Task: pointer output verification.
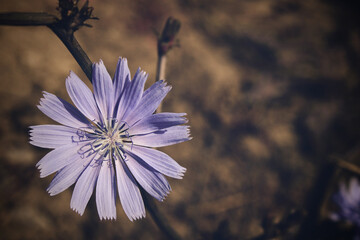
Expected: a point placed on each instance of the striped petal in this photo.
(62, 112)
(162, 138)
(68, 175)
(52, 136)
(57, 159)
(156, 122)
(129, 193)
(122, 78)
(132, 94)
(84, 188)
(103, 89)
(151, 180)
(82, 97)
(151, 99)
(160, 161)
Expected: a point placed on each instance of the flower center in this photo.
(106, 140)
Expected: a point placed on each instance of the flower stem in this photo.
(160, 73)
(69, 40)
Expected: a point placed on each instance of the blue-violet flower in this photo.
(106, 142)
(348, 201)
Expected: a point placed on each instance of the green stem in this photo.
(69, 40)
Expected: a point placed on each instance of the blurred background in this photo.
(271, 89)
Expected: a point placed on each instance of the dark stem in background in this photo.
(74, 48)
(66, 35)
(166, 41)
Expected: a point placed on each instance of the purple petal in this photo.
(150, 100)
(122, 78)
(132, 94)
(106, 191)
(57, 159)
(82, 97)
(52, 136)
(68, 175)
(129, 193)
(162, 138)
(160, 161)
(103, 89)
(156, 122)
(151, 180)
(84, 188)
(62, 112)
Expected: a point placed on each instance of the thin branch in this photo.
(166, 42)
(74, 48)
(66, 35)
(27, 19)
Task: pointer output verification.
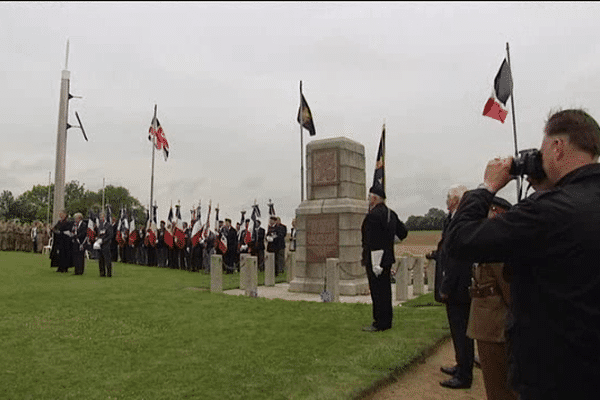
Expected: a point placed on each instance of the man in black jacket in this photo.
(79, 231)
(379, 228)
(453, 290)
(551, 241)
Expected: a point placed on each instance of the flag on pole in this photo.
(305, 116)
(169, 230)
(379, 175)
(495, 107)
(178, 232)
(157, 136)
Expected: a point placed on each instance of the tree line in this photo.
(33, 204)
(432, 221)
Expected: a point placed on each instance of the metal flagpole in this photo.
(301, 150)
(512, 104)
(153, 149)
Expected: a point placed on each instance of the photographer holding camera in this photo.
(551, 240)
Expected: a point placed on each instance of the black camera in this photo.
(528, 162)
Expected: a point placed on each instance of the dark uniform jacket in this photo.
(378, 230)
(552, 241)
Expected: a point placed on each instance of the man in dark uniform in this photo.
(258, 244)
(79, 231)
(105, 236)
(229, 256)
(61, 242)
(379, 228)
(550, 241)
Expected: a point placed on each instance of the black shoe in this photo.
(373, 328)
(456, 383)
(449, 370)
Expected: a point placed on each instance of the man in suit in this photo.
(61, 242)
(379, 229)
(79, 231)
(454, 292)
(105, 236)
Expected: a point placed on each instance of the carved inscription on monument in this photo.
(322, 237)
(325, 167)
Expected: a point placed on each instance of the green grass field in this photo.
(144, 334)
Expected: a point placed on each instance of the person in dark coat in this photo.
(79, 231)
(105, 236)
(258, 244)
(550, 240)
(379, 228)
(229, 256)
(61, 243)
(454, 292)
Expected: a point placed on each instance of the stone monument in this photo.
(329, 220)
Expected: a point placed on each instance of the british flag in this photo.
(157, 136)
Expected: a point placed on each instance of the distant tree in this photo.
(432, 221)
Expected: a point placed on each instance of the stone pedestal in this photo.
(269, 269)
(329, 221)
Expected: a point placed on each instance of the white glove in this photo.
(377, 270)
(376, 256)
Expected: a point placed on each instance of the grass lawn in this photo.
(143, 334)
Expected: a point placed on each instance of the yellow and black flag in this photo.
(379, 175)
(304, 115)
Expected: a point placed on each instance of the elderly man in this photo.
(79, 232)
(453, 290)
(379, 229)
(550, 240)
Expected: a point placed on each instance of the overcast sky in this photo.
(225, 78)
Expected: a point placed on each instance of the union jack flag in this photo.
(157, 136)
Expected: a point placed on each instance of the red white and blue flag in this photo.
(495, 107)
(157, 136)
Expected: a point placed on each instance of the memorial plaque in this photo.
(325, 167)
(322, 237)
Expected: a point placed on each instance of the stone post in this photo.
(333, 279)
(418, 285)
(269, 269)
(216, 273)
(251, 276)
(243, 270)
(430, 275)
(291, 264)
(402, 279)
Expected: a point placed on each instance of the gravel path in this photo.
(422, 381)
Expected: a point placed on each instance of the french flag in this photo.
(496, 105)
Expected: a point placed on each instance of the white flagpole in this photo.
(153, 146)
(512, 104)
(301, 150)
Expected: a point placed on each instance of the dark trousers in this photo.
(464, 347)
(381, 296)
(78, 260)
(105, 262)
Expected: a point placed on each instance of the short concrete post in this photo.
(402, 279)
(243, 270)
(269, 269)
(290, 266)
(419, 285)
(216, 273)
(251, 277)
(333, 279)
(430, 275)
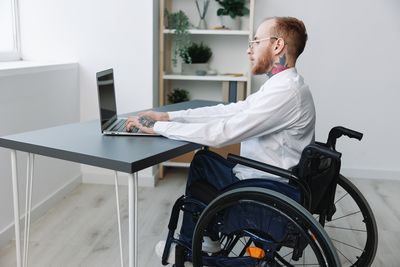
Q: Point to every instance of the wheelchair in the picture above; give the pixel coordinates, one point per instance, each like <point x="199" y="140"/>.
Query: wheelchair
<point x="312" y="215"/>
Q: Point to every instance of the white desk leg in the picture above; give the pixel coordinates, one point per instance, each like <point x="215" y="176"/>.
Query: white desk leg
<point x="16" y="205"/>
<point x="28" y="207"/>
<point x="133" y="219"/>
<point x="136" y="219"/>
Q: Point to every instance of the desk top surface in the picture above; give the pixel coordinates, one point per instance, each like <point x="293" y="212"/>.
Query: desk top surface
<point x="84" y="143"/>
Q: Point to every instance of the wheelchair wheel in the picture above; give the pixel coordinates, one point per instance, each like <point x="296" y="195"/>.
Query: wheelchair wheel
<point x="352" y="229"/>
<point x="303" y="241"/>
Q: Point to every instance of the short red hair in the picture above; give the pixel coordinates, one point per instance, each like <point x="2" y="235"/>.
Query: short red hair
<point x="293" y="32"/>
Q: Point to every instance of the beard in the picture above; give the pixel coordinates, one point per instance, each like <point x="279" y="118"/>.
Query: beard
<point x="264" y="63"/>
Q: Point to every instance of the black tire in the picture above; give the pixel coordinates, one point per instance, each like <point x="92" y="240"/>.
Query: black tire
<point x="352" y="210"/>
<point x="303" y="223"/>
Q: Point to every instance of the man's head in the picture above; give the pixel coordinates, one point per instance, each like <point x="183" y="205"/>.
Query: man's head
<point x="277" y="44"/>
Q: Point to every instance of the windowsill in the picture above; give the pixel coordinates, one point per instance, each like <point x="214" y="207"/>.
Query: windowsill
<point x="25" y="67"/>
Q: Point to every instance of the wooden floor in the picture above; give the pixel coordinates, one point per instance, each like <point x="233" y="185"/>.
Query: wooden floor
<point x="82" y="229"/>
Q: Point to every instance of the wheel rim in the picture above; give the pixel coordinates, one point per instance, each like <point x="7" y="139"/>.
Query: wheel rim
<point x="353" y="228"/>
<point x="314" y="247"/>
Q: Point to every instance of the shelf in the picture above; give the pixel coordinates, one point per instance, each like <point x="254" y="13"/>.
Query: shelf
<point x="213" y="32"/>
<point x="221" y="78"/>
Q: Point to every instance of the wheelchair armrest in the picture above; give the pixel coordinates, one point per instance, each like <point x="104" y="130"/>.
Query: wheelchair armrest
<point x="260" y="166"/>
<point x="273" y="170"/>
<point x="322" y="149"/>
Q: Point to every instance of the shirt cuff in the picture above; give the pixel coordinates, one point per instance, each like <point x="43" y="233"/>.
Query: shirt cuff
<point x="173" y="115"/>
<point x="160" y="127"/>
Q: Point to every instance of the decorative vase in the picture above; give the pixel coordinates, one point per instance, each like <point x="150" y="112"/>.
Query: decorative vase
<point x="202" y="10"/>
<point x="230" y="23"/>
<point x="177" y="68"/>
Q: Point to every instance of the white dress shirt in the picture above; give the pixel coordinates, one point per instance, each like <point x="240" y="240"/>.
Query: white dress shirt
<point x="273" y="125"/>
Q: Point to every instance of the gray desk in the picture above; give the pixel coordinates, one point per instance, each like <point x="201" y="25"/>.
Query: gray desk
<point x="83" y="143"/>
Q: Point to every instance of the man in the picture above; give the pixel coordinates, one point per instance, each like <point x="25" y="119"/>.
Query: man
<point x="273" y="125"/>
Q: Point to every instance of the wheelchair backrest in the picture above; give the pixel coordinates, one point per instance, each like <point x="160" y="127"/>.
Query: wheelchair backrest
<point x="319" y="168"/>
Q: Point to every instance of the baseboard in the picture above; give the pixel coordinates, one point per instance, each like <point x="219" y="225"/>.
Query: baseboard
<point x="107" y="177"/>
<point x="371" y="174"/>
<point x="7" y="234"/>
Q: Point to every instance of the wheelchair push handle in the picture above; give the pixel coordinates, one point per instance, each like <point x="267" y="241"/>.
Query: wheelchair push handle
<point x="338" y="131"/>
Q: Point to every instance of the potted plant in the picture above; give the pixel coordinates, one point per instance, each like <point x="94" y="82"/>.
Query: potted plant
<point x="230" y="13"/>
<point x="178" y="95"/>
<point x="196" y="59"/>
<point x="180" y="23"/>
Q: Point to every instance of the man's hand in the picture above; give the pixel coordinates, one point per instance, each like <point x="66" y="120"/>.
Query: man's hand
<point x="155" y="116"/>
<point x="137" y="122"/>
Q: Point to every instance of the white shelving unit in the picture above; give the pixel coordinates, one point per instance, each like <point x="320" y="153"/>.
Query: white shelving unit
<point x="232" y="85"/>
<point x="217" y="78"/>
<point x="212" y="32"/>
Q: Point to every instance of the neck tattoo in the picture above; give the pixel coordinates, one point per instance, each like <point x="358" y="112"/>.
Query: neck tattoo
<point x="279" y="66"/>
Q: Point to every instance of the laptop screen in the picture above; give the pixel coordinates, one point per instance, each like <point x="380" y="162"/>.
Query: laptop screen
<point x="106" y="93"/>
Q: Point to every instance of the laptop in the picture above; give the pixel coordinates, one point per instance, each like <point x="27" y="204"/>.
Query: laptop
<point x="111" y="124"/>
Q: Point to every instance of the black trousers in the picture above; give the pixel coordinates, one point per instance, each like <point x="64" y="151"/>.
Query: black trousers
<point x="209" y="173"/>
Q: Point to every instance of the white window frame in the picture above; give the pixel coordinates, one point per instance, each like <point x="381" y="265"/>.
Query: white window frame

◆ Assignment:
All that should be written out is the stretch of lines above between the one holding "Query: short red hair" and the one holding "Q: Point to every instance of the black tire", inclusive, exactly as given.

◆ Output below:
Query: short red hair
<point x="293" y="32"/>
Q: Point to every instance of the beard in the picture above; give the pixel coordinates, one point per instance, each like <point x="279" y="118"/>.
Query: beard
<point x="264" y="63"/>
Q: Point to every instance of the black tire in the picture above; give the pixel coordinates, one point per instance, each like <point x="92" y="240"/>.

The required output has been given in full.